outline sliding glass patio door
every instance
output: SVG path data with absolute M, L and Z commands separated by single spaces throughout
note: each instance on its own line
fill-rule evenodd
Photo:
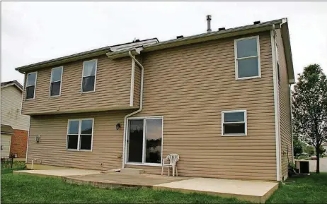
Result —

> [Goal]
Rewrite these lines with "patio door" replaced by "shower door" and everything else left as it is. Leave out the pictures.

> [Solution]
outline sliding glass shower door
every instance
output: SVG path data with absolute M, L and Z commands separated by single spaces throughout
note: each instance on its own line
fill-rule evenodd
Photo:
Result —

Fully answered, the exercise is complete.